(Information provided)

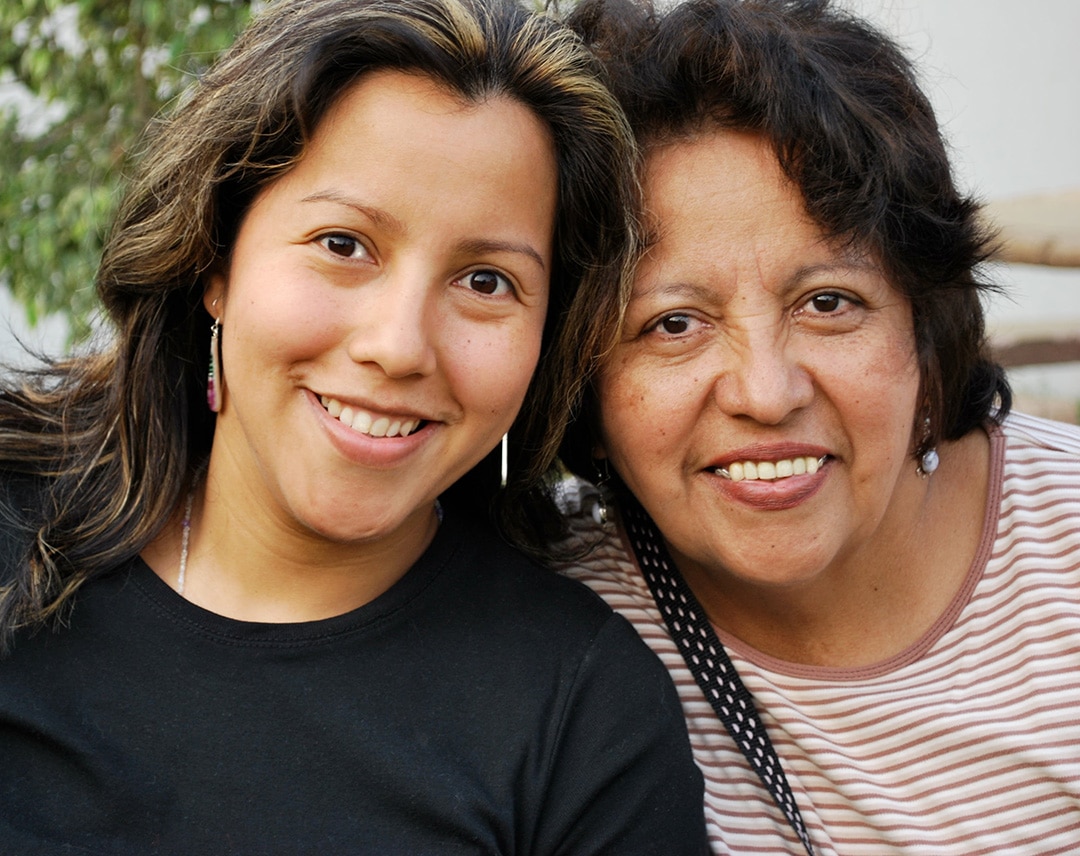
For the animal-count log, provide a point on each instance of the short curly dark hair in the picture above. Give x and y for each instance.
(844, 112)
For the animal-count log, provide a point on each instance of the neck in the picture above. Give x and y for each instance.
(875, 602)
(253, 567)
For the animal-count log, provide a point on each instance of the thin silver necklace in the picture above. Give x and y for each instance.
(185, 539)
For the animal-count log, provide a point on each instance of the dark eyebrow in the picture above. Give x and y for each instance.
(379, 217)
(482, 246)
(386, 220)
(845, 266)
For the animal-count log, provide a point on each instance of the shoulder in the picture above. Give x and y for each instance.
(1024, 432)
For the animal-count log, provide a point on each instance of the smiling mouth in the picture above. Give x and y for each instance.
(771, 471)
(370, 424)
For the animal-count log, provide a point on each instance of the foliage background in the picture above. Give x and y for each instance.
(90, 76)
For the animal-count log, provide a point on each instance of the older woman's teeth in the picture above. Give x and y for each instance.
(770, 471)
(365, 423)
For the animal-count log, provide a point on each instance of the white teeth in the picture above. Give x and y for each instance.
(365, 423)
(769, 471)
(379, 428)
(362, 421)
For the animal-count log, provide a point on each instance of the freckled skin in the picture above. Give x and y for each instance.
(747, 329)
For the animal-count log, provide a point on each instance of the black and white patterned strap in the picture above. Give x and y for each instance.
(709, 662)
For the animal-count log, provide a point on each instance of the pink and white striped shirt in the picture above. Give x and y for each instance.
(967, 743)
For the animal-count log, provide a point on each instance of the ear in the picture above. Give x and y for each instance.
(214, 296)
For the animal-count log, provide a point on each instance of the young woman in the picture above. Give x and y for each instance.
(862, 573)
(282, 623)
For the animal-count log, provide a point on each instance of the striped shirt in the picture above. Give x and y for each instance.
(967, 743)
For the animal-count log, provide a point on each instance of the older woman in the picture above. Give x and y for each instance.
(863, 574)
(283, 623)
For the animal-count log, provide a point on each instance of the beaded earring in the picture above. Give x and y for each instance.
(214, 378)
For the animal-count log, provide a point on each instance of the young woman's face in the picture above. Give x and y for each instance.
(756, 347)
(382, 308)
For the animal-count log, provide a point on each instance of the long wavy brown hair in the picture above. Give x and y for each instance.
(97, 450)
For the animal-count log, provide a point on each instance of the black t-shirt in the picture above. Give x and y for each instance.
(483, 705)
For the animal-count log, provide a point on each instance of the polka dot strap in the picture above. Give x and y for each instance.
(709, 662)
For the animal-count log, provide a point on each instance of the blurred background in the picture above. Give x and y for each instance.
(79, 80)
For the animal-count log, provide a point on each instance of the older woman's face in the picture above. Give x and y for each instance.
(761, 401)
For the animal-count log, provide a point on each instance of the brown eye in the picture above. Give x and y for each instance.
(341, 245)
(487, 283)
(674, 325)
(827, 302)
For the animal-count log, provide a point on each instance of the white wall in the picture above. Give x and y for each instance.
(1004, 78)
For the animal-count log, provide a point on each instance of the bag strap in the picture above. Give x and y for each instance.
(709, 662)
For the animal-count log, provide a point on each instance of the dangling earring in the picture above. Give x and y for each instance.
(929, 459)
(599, 511)
(214, 378)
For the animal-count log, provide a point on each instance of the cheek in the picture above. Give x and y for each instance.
(635, 412)
(491, 370)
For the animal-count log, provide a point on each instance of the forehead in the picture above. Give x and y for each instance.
(720, 201)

(End Information provided)

=== Description of the task ===
Apart from the images, everything in the records must be repeated exactly.

=== Problem solution ===
For the animal-count log, provide a point on each instance of the short curly dark hair in the picture above. Give x and y for each instance.
(844, 112)
For the animal-count log, provide a point on each instance of the neck in the picture above. Give x and y for each instance.
(875, 602)
(253, 567)
For the animal-count log, provide a point on each instance of the thin silver necklace in the picture above. Give x and y for each instance.
(185, 539)
For the animal-count log, provide a point on each instance of the dark eyebrow in the picture above. Give x and y for each instance.
(379, 217)
(482, 246)
(386, 220)
(845, 266)
For the animal-count log, provide a point on each instance of the shoulder in the picture above. Give x and y for each instance.
(1024, 432)
For the animal-count log, provide a point on each instance of the smiling mouth in the picture above. Give x and y for each instance.
(771, 471)
(370, 424)
For the animal-count log, provide a point on each instance of the foliage background in the picture above. Give x and y for each instance.
(90, 76)
For the animal-count log, provide a point on each instance of the older woman's teeth in the picture above. Give x and y for each instance.
(770, 471)
(365, 423)
For the animal-count log, provide a point on each instance of the white teeth in the picture above. Give x and y for each instance.
(365, 423)
(769, 471)
(379, 428)
(362, 421)
For the animal-count log, provide a point on each instance of the freckled skin in the picture above. Give x and y for each instance.
(747, 329)
For the animal-count log, provide a point on each instance of the black and white patterned strap in the picture above. Give x and y for each instance.
(709, 662)
For the animal-count log, provide a point on each instance of the pink and white striped shirt in the picture above. Give x and y for each instance.
(967, 743)
For the animal-count log, provide a point on each instance of the ear in the picture above. Give x and y for each instance.
(214, 296)
For the animal-count log, provide a point on each instance of the young woman in the picture above. Give x and y for each instance.
(862, 573)
(282, 623)
For the animal-count log, provide a point on each instance of the striped shirt in the picture above. Give x and y for each instance.
(967, 743)
For the animal-count log, provide a point on each instance of the older woman in the picture above. Give x and y for each instance.
(863, 574)
(283, 623)
For the animal-count log, provide a point on each instance of the beaded earring in the picture above. Give x and y for each instance.
(214, 378)
For the animal-count log, provide a point on each instance of the young woman's face in the picture above. Give x and y for each instance.
(756, 347)
(382, 308)
For the animal-count log, provide a point on each instance of the long wavy brown hair in the picture above. Give x and y for each instance.
(97, 450)
For the animal-count log, provide a point on each instance of the black t-shirt in the picture above. Give x and y for each instance.
(483, 705)
For the animal-count log, provide a point on each instance of the polka dot strap in the picture above. Give x and y for each instance.
(709, 662)
For the animal-count log, provide a point on each instance of the blurred background in the picture above. Give x and y for each instance.
(79, 80)
For the animal-count log, provide a point on each instance of the older woman's face in the picture above. Give x and y for each instance.
(761, 401)
For the animal-count log, provide a point on each instance of the brown eye in the picture above. Give x and y for each instance.
(341, 245)
(487, 283)
(674, 325)
(827, 302)
For the animal-count log, provide a point on each instance of the white wall in the picture above. Give x and y for each instance.
(1004, 78)
For the animal-count log, provide a point on each instance of the bag strap in the picture above. Give x and y for each instance.
(709, 662)
For the animal-count log, provide a point on each instance of the dangling earring in the picture above. Give x and y for each instance.
(929, 459)
(599, 511)
(214, 378)
For the animal-count log, provide a point on each instance of the cheek in the picture above. Give x and y for each instance.
(635, 412)
(491, 370)
For the animal-count log, provide a point on each instance of the forehead in the picture above. Give x and y for each instance.
(720, 201)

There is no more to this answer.